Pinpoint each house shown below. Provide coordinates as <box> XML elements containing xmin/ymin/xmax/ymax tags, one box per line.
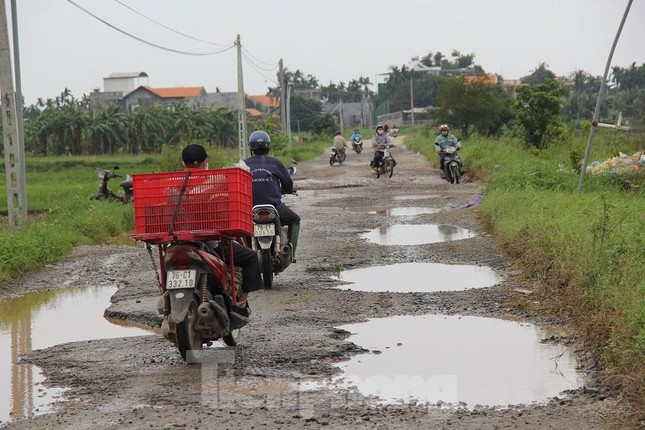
<box><xmin>246</xmin><ymin>95</ymin><xmax>280</xmax><ymax>112</ymax></box>
<box><xmin>90</xmin><ymin>72</ymin><xmax>148</xmax><ymax>108</ymax></box>
<box><xmin>123</xmin><ymin>85</ymin><xmax>206</xmax><ymax>112</ymax></box>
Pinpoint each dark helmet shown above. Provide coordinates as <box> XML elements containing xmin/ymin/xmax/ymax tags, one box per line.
<box><xmin>249</xmin><ymin>130</ymin><xmax>271</xmax><ymax>150</ymax></box>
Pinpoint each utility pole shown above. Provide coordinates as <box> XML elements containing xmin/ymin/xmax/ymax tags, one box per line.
<box><xmin>0</xmin><ymin>1</ymin><xmax>27</xmax><ymax>229</ymax></box>
<box><xmin>235</xmin><ymin>34</ymin><xmax>249</xmax><ymax>160</ymax></box>
<box><xmin>278</xmin><ymin>58</ymin><xmax>287</xmax><ymax>136</ymax></box>
<box><xmin>410</xmin><ymin>70</ymin><xmax>414</xmax><ymax>125</ymax></box>
<box><xmin>287</xmin><ymin>86</ymin><xmax>292</xmax><ymax>149</ymax></box>
<box><xmin>578</xmin><ymin>0</ymin><xmax>632</xmax><ymax>193</ymax></box>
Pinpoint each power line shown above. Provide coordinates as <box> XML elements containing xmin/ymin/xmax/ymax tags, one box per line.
<box><xmin>66</xmin><ymin>0</ymin><xmax>234</xmax><ymax>56</ymax></box>
<box><xmin>242</xmin><ymin>47</ymin><xmax>278</xmax><ymax>70</ymax></box>
<box><xmin>114</xmin><ymin>0</ymin><xmax>228</xmax><ymax>46</ymax></box>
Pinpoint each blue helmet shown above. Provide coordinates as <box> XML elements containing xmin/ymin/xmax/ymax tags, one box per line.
<box><xmin>249</xmin><ymin>130</ymin><xmax>271</xmax><ymax>150</ymax></box>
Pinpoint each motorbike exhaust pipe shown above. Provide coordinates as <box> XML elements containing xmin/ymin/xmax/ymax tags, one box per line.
<box><xmin>197</xmin><ymin>303</ymin><xmax>215</xmax><ymax>319</ymax></box>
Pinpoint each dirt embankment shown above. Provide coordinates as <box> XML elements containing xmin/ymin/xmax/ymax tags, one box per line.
<box><xmin>0</xmin><ymin>139</ymin><xmax>635</xmax><ymax>429</ymax></box>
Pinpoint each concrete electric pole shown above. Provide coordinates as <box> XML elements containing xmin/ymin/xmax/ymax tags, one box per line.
<box><xmin>0</xmin><ymin>1</ymin><xmax>27</xmax><ymax>229</ymax></box>
<box><xmin>235</xmin><ymin>34</ymin><xmax>249</xmax><ymax>160</ymax></box>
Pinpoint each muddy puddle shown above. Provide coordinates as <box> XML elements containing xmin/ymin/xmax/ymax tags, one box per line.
<box><xmin>0</xmin><ymin>286</ymin><xmax>150</xmax><ymax>423</ymax></box>
<box><xmin>304</xmin><ymin>315</ymin><xmax>582</xmax><ymax>409</ymax></box>
<box><xmin>360</xmin><ymin>224</ymin><xmax>476</xmax><ymax>245</ymax></box>
<box><xmin>366</xmin><ymin>206</ymin><xmax>441</xmax><ymax>216</ymax></box>
<box><xmin>336</xmin><ymin>263</ymin><xmax>502</xmax><ymax>293</ymax></box>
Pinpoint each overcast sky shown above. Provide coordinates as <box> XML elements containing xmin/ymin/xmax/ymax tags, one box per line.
<box><xmin>8</xmin><ymin>0</ymin><xmax>645</xmax><ymax>104</ymax></box>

# # # #

Job
Print the material above verbatim, beginning at the line that contains "Pinpoint each muddy", including that line, and continuing through the last line of the material.

Reply to the task
Pinpoint each muddy puddle shown above. Provide coordinates as <box> XML elements containing xmin/ymin/xmax/ymax tags, one box per line.
<box><xmin>0</xmin><ymin>286</ymin><xmax>150</xmax><ymax>423</ymax></box>
<box><xmin>304</xmin><ymin>315</ymin><xmax>582</xmax><ymax>409</ymax></box>
<box><xmin>360</xmin><ymin>224</ymin><xmax>476</xmax><ymax>245</ymax></box>
<box><xmin>366</xmin><ymin>206</ymin><xmax>441</xmax><ymax>216</ymax></box>
<box><xmin>336</xmin><ymin>263</ymin><xmax>502</xmax><ymax>293</ymax></box>
Pinpoint each overcast sky shown above. Provide coordinates as <box> XML elements containing xmin/ymin/xmax/ymax tags, one box per line.
<box><xmin>8</xmin><ymin>0</ymin><xmax>645</xmax><ymax>104</ymax></box>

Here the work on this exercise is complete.